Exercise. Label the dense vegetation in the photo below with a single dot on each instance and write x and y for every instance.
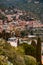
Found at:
(35, 8)
(15, 56)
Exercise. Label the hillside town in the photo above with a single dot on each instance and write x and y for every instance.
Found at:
(17, 27)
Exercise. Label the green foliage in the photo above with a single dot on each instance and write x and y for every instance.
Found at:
(38, 51)
(33, 43)
(15, 55)
(29, 49)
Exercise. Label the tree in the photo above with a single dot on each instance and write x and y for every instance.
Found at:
(38, 51)
(29, 49)
(33, 43)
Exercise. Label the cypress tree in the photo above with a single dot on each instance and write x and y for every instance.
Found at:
(38, 51)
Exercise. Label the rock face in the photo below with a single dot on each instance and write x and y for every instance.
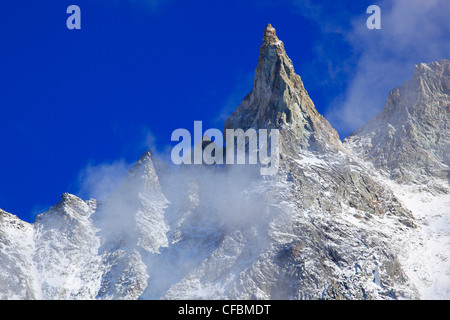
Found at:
(410, 138)
(329, 225)
(279, 100)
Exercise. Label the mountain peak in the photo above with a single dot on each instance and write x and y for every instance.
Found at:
(270, 35)
(280, 100)
(410, 138)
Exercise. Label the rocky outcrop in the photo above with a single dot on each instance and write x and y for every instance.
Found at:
(410, 138)
(279, 100)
════════════════════
◆ **TASK INSTRUCTIONS**
Look through the entries and work out how many lines have the word "below" in them; reply with that number only.

◆ **COMPLETED TASK**
2